PASSAGE FOR REVIEW:
____
Looks like it happened last weekend, didn't see that anyone posted it. Luckily the driver was fine.
http://www.wmur.com/news/15335050/detail.html
MILTON, N.H. -- A man was rescued from an icy pond in Milton over the weekend when the 4-ton grooming machine he was driving broke through the ice, sinking more than 30 feet below the surface.
Driver Mike Hazeltine said he tried not to panic when he crashed into the water on Saturday, but he said he started to wonder if he would ever make it out alive.
"The coldness hits your body," Hazeltine said. "You can't move as fast. You can't think. I don't know how to explain it."
Hazeltine said it felt like it took forever for the groomer he was driving to sink to the bottom of Milton Three Ponds. But witnesses said it took seconds for the 8,000-pound machine to submerge in 30 feet of water.
When the machine crashed through the ice, he was able to take a final gasp of air as the cab filled with water and he tried to make his way out through the passenger-side window.
"I made it to the top, and what I thought was the top was actually the ice, and I worked my way to where the ice chunks had filled the hole, and someone grabbed my hand," he said.
____
YOUR TASK:
Return the portion of the pond rescue report running from "Hazeltine said it" down to "feet of water.", copied exactly.

Records from a data source
____
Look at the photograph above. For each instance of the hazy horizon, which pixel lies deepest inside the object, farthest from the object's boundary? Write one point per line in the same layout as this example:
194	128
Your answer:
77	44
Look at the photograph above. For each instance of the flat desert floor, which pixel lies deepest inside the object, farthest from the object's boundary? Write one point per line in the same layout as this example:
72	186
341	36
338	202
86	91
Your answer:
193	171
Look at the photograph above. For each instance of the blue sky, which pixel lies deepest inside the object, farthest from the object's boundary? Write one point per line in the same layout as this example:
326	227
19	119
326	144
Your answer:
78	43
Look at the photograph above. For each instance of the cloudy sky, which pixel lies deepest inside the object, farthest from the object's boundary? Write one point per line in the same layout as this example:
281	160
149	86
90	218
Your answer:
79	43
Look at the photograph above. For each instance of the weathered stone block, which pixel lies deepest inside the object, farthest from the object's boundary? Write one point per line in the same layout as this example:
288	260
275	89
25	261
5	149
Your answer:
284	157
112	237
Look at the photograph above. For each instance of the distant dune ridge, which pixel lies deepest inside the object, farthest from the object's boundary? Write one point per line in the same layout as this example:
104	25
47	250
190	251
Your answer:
____
PROBLEM SOLUTION:
Hazeltine said it felt like it took forever for the groomer he was driving to sink to the bottom of Milton Three Ponds. But witnesses said it took seconds for the 8,000-pound machine to submerge in 30 feet of water.